Among the entries below, one stretch runs from the line that contains "Target: small table" through the line that contains "of the arched". Repeat that stretch exactly, ends included, and only that.

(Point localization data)
- Opening Delimiter -
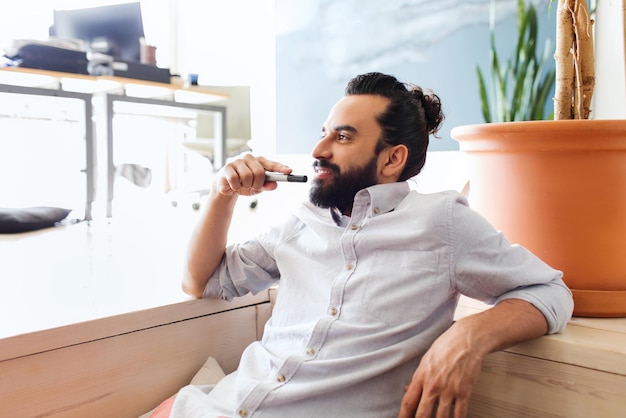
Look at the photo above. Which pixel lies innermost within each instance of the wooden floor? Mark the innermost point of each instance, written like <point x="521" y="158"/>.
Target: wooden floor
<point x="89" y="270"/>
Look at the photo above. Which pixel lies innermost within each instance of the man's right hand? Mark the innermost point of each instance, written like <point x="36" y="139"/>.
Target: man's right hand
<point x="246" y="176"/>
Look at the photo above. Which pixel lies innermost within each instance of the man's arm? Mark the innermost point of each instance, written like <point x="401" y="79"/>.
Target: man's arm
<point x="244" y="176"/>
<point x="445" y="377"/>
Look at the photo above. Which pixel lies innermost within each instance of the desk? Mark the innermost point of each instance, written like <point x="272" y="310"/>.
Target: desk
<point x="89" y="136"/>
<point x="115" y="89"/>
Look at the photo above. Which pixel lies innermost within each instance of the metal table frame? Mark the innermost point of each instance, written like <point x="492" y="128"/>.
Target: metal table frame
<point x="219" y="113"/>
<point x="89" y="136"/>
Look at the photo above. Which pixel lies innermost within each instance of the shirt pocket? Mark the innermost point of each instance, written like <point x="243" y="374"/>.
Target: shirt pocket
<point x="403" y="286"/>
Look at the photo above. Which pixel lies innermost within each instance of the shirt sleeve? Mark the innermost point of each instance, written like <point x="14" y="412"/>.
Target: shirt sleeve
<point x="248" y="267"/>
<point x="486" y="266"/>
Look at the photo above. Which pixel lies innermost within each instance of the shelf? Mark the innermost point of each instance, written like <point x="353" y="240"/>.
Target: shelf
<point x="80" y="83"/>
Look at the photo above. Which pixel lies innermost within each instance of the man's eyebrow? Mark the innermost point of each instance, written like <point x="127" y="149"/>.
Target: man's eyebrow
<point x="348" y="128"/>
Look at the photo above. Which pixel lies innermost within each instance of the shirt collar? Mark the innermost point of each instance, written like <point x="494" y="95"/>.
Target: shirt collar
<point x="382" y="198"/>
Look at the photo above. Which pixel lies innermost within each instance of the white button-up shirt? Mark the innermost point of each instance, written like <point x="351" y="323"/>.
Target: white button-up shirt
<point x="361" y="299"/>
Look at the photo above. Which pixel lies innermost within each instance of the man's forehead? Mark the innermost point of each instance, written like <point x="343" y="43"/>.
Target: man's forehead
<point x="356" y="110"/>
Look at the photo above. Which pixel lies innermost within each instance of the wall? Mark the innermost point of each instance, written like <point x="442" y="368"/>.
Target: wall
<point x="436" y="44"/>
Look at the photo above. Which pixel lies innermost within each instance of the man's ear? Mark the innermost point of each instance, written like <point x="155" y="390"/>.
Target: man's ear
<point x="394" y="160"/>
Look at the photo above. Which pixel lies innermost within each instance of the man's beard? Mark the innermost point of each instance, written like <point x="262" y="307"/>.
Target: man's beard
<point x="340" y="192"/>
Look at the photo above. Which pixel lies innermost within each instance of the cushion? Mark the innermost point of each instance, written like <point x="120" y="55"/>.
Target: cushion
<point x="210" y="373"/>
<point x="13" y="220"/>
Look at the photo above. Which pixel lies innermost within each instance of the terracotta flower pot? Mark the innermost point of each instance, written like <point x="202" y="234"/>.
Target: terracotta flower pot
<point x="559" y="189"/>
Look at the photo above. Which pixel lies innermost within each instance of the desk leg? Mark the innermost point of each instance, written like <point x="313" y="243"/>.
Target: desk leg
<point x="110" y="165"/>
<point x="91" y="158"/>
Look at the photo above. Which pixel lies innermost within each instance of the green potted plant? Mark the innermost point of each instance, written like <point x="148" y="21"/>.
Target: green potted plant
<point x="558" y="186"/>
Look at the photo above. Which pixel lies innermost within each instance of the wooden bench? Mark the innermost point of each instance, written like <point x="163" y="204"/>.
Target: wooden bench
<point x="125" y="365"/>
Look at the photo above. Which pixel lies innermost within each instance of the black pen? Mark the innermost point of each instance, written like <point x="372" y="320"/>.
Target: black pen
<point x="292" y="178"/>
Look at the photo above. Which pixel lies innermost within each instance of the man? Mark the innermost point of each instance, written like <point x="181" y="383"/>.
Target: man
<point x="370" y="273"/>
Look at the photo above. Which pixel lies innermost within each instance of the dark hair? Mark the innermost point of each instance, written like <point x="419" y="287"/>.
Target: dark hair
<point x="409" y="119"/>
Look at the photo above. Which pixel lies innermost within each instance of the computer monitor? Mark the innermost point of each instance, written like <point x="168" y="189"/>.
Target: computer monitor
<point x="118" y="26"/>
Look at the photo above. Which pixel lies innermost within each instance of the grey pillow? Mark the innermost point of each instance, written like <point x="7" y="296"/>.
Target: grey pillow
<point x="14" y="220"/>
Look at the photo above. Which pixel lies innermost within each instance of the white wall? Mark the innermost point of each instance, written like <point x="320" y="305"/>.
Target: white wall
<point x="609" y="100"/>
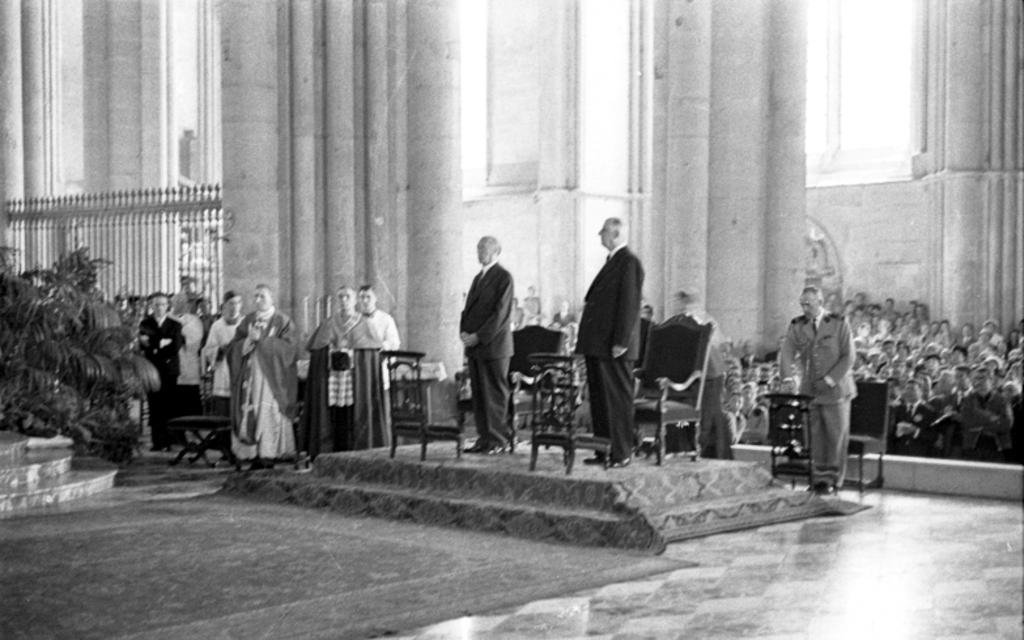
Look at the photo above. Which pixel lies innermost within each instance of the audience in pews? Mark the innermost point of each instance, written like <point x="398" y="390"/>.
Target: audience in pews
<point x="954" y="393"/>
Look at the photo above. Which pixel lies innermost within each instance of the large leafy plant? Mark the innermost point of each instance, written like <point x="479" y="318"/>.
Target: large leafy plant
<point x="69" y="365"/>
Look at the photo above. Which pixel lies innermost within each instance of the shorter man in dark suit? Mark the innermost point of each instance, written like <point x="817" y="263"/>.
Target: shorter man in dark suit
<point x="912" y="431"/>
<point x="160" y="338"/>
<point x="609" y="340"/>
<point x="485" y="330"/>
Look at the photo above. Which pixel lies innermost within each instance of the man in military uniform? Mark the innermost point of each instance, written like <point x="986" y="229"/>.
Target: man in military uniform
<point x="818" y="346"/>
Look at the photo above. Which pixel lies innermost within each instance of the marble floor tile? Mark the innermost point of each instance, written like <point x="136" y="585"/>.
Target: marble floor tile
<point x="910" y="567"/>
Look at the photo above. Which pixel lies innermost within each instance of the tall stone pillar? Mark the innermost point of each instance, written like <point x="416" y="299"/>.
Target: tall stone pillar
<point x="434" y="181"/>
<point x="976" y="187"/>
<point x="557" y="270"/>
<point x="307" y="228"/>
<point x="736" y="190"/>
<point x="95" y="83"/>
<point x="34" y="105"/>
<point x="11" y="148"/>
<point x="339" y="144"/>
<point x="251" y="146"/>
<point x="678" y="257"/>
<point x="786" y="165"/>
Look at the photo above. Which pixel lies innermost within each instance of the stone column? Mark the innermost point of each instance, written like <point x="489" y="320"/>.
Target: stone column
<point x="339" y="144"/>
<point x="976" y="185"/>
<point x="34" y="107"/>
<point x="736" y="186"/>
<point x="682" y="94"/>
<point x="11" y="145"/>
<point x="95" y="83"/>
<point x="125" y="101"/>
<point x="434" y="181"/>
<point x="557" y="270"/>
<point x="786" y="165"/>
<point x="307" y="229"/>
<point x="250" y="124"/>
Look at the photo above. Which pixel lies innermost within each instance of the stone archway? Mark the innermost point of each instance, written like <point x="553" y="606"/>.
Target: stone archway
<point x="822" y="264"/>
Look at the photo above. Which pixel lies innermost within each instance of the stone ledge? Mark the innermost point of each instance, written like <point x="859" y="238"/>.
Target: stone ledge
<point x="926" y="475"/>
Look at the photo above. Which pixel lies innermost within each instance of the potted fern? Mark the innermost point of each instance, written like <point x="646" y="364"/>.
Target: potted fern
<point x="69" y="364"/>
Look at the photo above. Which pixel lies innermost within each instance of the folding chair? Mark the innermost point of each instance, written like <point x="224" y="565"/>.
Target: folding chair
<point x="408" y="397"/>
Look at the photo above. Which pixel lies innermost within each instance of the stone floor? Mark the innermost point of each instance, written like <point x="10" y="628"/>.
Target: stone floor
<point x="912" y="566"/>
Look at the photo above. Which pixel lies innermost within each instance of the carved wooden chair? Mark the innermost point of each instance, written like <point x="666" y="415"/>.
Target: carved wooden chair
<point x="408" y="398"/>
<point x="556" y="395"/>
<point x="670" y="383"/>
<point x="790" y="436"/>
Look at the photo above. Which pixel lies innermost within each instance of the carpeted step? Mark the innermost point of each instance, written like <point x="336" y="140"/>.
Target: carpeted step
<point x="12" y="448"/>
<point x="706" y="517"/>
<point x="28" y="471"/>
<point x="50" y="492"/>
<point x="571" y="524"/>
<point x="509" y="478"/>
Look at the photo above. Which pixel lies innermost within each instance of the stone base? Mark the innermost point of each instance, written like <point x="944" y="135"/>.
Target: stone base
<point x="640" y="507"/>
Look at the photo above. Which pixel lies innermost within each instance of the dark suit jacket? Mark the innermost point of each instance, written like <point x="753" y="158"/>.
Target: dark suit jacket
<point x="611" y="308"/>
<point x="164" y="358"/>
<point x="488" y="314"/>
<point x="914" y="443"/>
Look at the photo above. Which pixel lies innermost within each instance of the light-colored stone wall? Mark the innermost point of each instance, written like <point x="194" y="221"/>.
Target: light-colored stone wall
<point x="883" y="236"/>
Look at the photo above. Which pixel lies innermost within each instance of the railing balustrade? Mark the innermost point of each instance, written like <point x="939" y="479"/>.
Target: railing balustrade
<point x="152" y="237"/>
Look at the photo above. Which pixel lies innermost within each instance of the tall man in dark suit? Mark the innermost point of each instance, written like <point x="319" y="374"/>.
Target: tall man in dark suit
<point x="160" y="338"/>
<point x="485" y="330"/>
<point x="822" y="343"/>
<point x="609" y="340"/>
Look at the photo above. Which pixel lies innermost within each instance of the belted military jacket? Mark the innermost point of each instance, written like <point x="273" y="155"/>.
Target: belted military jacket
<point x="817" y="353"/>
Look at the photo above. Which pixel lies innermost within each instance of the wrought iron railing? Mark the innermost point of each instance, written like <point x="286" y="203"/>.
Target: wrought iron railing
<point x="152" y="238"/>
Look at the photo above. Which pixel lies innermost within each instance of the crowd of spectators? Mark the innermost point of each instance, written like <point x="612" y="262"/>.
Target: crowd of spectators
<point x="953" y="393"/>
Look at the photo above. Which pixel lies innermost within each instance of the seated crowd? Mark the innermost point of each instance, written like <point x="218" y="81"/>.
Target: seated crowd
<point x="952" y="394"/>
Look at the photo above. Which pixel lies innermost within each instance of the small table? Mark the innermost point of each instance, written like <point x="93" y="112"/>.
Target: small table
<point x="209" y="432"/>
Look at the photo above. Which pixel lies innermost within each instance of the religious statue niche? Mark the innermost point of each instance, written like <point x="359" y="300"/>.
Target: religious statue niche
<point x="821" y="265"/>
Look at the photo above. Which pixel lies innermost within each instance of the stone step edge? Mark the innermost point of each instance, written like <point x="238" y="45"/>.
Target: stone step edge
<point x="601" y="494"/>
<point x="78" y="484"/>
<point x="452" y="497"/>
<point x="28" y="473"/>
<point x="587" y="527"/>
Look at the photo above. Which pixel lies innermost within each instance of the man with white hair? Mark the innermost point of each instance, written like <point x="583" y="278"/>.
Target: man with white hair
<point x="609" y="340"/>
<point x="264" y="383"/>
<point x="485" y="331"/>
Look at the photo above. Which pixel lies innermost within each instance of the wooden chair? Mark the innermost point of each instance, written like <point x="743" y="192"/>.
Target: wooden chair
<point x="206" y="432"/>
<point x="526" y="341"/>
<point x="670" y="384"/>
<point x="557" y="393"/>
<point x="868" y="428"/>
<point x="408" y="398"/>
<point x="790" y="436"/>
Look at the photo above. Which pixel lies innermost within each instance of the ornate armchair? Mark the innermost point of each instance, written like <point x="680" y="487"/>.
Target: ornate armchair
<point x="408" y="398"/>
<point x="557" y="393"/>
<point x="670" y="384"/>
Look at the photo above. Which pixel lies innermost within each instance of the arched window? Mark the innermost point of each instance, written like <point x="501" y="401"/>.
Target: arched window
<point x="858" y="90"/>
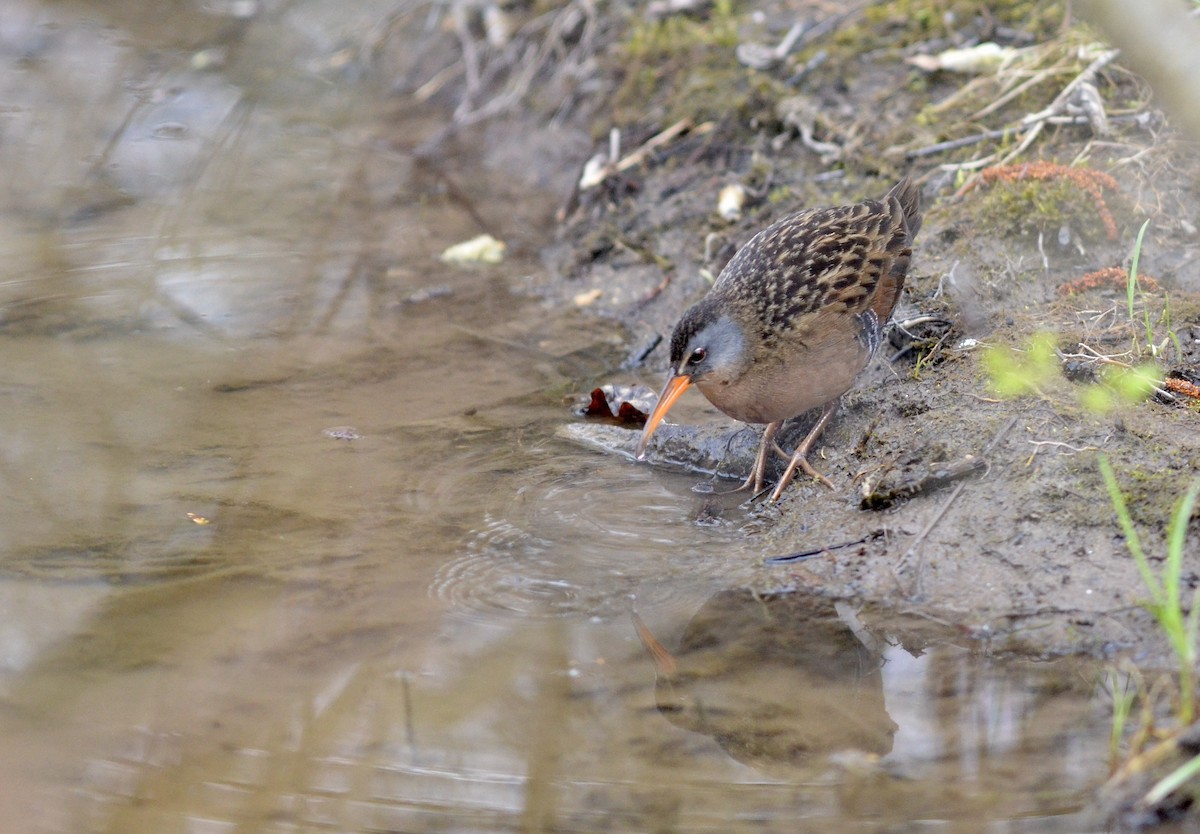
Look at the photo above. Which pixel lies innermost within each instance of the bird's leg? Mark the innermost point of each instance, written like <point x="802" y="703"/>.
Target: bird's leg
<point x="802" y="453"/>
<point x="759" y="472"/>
- Closing Delimiter -
● Result for this task:
Target: small table
<point x="209" y="432"/>
Look at the photo above. Which pixel lies innermost within each instance of the religious statue niche? Mark the innermost point of each instance, written like <point x="359" y="300"/>.
Target: religious statue niche
<point x="821" y="265"/>
Look at the photo above. Which pixel lies innermost within each instance of the stone step edge? Mark the innermost point of each instance, written like <point x="238" y="45"/>.
Target: stone step edge
<point x="601" y="494"/>
<point x="78" y="484"/>
<point x="452" y="497"/>
<point x="28" y="473"/>
<point x="587" y="527"/>
Look at the photo above. Which pixel lies innermost within each instance of the man with white hair? Mark the innermost point of each instance, written like <point x="583" y="278"/>.
Target: man with white hair
<point x="609" y="340"/>
<point x="264" y="383"/>
<point x="485" y="331"/>
Look at the photo above. Which pixel lies innermost within each instance of the wooden chair? Mark the innermost point of each instance, written like <point x="743" y="192"/>.
Target: wooden chair
<point x="206" y="432"/>
<point x="526" y="341"/>
<point x="670" y="384"/>
<point x="557" y="393"/>
<point x="868" y="428"/>
<point x="408" y="398"/>
<point x="790" y="436"/>
Look at the photo above. Which pixel lies innermost within each instance of the ornate armchair? Mark the innermost point of each instance, written like <point x="680" y="487"/>.
Target: ornate armchair
<point x="408" y="398"/>
<point x="557" y="393"/>
<point x="670" y="384"/>
Look at the photo above. Which pixel lies innermost within each instance of the arched window? Mark the innermost point of each instance, written like <point x="501" y="401"/>.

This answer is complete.